* [Problem description] Only the lines holding the string "below" are needed; copy each of them from the data.
Raw data START
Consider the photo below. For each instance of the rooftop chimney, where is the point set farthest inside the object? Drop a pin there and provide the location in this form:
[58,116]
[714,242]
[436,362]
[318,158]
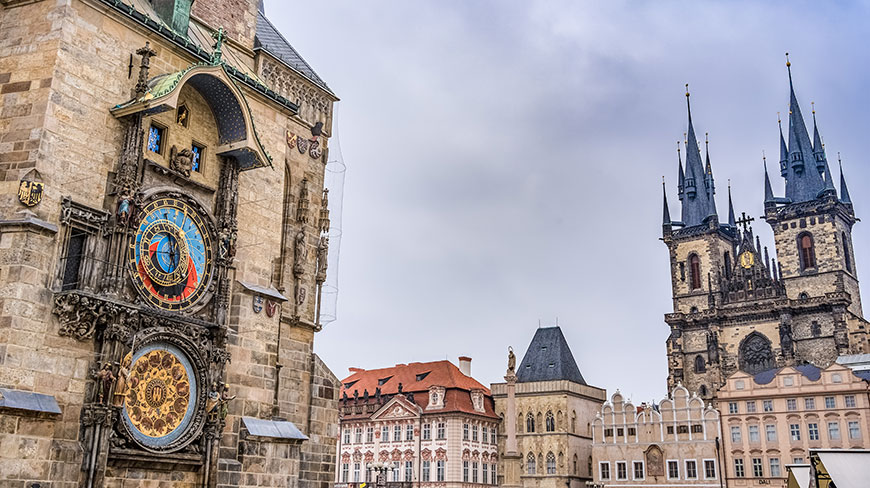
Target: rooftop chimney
[465,365]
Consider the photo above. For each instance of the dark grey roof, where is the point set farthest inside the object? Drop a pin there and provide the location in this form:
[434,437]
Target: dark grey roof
[549,358]
[270,40]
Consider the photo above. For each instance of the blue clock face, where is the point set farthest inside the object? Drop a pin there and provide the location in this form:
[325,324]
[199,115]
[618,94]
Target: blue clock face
[171,258]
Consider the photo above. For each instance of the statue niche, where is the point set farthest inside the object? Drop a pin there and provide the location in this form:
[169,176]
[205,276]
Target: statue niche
[756,354]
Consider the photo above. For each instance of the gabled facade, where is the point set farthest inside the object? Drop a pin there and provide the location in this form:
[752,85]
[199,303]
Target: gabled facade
[432,423]
[737,305]
[159,317]
[547,408]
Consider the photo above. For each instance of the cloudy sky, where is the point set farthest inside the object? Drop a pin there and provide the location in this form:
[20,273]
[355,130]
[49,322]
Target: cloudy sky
[505,162]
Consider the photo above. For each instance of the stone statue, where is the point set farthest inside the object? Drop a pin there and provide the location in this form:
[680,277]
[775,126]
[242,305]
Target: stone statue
[121,384]
[104,379]
[300,253]
[181,161]
[512,360]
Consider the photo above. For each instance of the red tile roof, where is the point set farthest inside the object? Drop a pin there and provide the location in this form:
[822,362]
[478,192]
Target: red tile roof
[437,373]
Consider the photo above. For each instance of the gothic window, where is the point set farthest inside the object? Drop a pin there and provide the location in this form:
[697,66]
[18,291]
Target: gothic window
[846,254]
[551,463]
[756,354]
[198,154]
[807,251]
[700,364]
[156,138]
[695,271]
[551,423]
[73,261]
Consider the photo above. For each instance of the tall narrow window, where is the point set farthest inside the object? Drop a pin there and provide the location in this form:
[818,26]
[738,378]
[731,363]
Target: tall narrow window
[75,249]
[807,251]
[846,256]
[695,271]
[700,364]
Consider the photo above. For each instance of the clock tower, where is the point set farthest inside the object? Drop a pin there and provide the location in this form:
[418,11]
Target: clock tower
[738,306]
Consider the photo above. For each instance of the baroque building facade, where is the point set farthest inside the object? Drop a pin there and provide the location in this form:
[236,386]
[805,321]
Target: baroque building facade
[776,418]
[736,307]
[546,408]
[672,444]
[162,247]
[431,423]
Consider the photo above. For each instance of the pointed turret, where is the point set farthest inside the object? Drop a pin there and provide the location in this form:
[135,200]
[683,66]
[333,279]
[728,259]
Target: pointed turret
[698,184]
[803,180]
[844,191]
[731,220]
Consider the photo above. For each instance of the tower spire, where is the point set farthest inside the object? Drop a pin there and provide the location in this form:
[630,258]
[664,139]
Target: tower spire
[844,191]
[731,221]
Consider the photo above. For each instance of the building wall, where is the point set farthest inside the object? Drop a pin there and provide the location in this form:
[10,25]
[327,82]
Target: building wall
[744,403]
[681,430]
[573,407]
[62,66]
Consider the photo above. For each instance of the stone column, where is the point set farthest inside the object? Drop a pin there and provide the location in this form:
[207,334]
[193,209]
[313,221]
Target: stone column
[512,459]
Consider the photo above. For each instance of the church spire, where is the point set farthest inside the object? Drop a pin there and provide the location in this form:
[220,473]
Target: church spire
[844,191]
[803,179]
[698,185]
[731,221]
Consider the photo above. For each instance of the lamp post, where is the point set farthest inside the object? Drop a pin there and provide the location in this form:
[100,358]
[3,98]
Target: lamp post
[380,469]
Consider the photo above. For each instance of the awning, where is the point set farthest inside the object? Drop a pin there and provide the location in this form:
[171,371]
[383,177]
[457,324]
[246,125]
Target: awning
[848,468]
[276,429]
[798,475]
[270,292]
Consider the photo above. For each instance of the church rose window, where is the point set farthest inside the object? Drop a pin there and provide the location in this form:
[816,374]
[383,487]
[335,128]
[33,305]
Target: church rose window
[807,251]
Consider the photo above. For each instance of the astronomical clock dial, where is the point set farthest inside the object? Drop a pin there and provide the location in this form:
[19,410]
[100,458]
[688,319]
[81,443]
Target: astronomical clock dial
[747,259]
[171,255]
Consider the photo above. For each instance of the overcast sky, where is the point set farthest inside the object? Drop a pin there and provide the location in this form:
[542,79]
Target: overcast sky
[505,162]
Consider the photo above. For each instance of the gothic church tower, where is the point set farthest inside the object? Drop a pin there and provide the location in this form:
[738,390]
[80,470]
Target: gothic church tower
[735,308]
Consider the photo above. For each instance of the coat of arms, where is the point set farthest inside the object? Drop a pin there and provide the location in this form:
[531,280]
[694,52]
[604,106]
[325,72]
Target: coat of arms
[30,192]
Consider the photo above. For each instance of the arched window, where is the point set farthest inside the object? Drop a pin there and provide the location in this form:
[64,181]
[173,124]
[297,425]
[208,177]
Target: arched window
[846,255]
[700,364]
[695,271]
[807,251]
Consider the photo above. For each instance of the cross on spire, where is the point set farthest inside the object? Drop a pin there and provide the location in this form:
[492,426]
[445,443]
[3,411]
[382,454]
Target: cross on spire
[142,84]
[219,36]
[744,221]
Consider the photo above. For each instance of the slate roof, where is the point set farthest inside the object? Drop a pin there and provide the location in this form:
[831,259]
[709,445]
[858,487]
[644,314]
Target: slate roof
[270,40]
[549,358]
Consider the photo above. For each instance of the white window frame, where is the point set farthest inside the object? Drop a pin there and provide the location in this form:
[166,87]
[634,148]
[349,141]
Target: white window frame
[715,468]
[668,468]
[642,470]
[601,472]
[687,461]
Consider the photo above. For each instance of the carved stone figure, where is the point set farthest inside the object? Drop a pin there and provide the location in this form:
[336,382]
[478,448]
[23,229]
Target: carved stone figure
[181,161]
[322,262]
[512,360]
[121,384]
[300,254]
[104,379]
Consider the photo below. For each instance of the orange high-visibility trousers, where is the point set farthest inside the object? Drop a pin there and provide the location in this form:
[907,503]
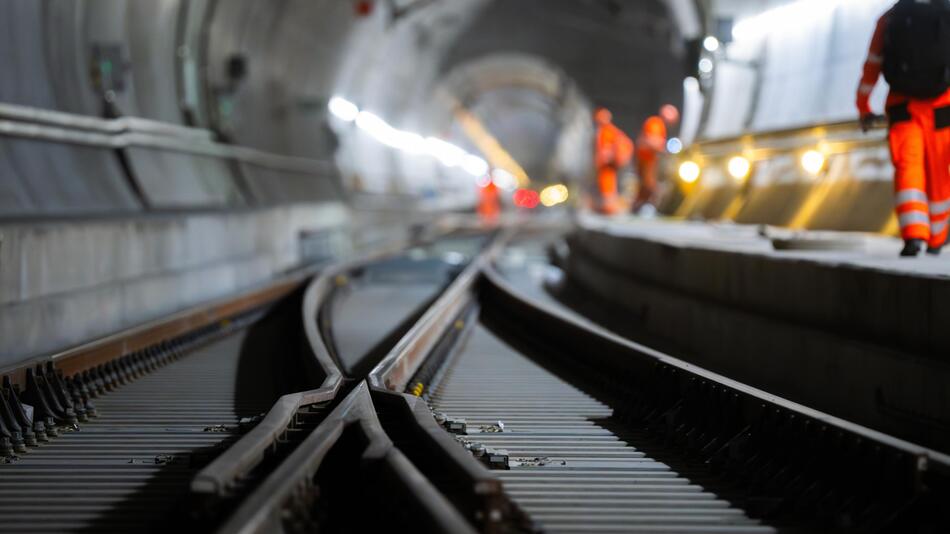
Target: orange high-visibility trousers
[647,164]
[920,149]
[489,203]
[609,195]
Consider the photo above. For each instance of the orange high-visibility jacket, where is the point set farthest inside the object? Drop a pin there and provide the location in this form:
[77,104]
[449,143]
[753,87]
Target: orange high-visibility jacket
[614,148]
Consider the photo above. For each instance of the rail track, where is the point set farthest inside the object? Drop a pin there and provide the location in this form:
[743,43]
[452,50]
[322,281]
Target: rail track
[428,389]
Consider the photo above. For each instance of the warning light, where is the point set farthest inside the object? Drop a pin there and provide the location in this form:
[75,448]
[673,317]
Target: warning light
[526,198]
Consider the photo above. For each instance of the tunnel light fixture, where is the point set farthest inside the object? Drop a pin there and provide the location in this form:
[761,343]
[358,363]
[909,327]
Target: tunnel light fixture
[343,109]
[689,171]
[813,162]
[674,145]
[554,194]
[739,168]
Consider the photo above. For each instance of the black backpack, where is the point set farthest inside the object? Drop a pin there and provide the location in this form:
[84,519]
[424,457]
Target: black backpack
[917,48]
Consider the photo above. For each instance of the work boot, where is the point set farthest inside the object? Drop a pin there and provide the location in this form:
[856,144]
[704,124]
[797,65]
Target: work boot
[912,248]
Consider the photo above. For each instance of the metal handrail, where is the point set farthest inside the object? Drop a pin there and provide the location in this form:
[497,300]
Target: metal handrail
[262,511]
[133,132]
[74,121]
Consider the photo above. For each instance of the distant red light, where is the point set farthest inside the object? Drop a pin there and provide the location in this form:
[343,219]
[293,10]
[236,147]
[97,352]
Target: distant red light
[526,198]
[364,8]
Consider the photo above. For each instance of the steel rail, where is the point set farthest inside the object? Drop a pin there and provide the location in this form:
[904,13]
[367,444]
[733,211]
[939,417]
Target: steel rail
[473,489]
[646,358]
[220,477]
[110,347]
[284,489]
[398,367]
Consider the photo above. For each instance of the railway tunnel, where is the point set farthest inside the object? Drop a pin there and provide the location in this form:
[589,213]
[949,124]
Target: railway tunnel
[346,265]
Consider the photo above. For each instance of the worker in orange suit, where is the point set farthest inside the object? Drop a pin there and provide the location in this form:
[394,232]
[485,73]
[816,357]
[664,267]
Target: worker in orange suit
[650,144]
[613,151]
[489,202]
[918,113]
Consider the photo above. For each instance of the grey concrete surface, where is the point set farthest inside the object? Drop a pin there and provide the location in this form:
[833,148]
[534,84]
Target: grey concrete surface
[855,334]
[868,292]
[65,282]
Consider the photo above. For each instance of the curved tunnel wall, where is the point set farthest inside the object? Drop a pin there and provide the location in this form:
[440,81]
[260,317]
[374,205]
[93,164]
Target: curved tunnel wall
[793,64]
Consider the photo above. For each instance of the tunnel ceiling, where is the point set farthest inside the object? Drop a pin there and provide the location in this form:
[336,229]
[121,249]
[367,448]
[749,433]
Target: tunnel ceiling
[627,56]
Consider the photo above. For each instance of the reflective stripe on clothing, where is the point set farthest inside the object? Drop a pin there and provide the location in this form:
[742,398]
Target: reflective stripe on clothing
[939,208]
[911,195]
[913,217]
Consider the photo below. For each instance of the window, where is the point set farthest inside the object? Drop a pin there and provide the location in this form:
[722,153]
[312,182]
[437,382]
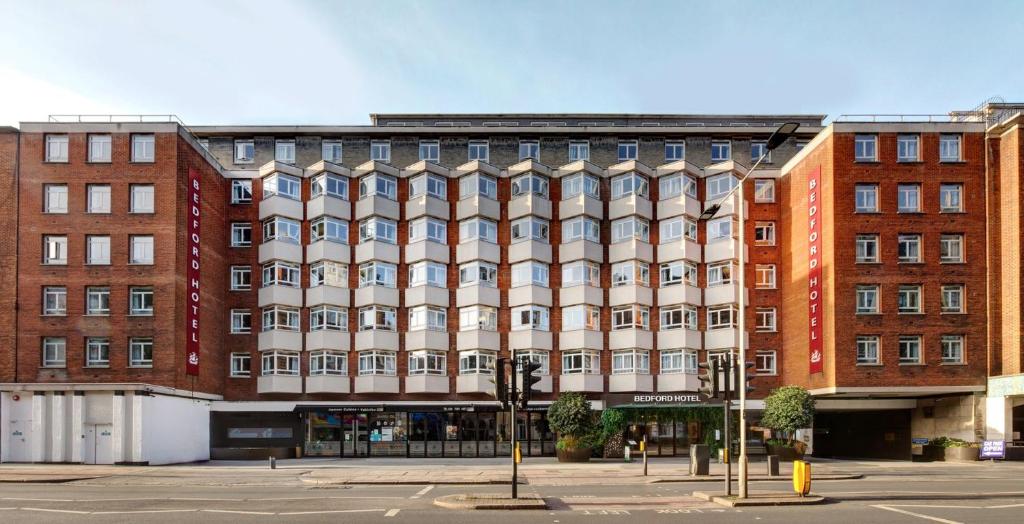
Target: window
[331,150]
[864,147]
[582,316]
[242,321]
[380,150]
[908,248]
[629,228]
[139,352]
[765,319]
[906,147]
[477,184]
[242,234]
[631,272]
[378,228]
[765,362]
[428,273]
[909,350]
[428,229]
[675,150]
[764,276]
[908,299]
[478,150]
[98,250]
[54,300]
[582,361]
[379,184]
[764,190]
[530,317]
[142,199]
[329,318]
[634,316]
[427,362]
[99,148]
[721,150]
[329,184]
[867,249]
[377,318]
[281,317]
[581,183]
[529,149]
[529,273]
[478,273]
[55,250]
[951,249]
[866,198]
[56,147]
[627,149]
[97,301]
[629,184]
[952,349]
[579,150]
[427,318]
[429,184]
[867,299]
[98,199]
[430,150]
[477,317]
[478,229]
[476,362]
[97,352]
[141,249]
[909,198]
[631,361]
[54,352]
[281,273]
[282,185]
[245,151]
[284,150]
[581,272]
[143,147]
[529,227]
[378,273]
[242,277]
[581,228]
[529,183]
[952,298]
[241,364]
[280,362]
[867,350]
[55,200]
[764,233]
[949,147]
[679,360]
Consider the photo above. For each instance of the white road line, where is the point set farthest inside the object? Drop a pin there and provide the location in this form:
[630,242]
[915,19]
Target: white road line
[920,516]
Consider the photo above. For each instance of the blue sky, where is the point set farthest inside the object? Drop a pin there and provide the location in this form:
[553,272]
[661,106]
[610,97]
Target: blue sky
[257,61]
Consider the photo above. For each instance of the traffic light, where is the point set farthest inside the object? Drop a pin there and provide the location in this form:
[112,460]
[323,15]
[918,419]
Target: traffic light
[501,391]
[530,377]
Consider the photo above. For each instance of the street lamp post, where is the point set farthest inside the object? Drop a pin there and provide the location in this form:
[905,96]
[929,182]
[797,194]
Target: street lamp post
[777,138]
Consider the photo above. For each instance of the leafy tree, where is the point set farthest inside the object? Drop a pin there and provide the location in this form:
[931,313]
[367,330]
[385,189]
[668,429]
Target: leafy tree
[788,408]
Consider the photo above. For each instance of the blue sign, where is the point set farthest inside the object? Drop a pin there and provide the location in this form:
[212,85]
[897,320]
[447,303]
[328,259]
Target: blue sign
[993,449]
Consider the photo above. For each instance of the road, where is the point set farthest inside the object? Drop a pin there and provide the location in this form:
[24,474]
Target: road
Raw data END
* [Answer space]
Consider the photo below. For each instance of the rooftop chimney, where is the point set farthest inside the object? Drop a pin there and provide the location in this form:
Consider the photo below. For each instance of the orange high-visibility trousers, where is the point set farthest inside the object? Drop a pin there and provide the location in this form:
Consider the photo below. For each instance of the window, where is the point set farthest inside the object? Drop a pin there and provide the location in this form:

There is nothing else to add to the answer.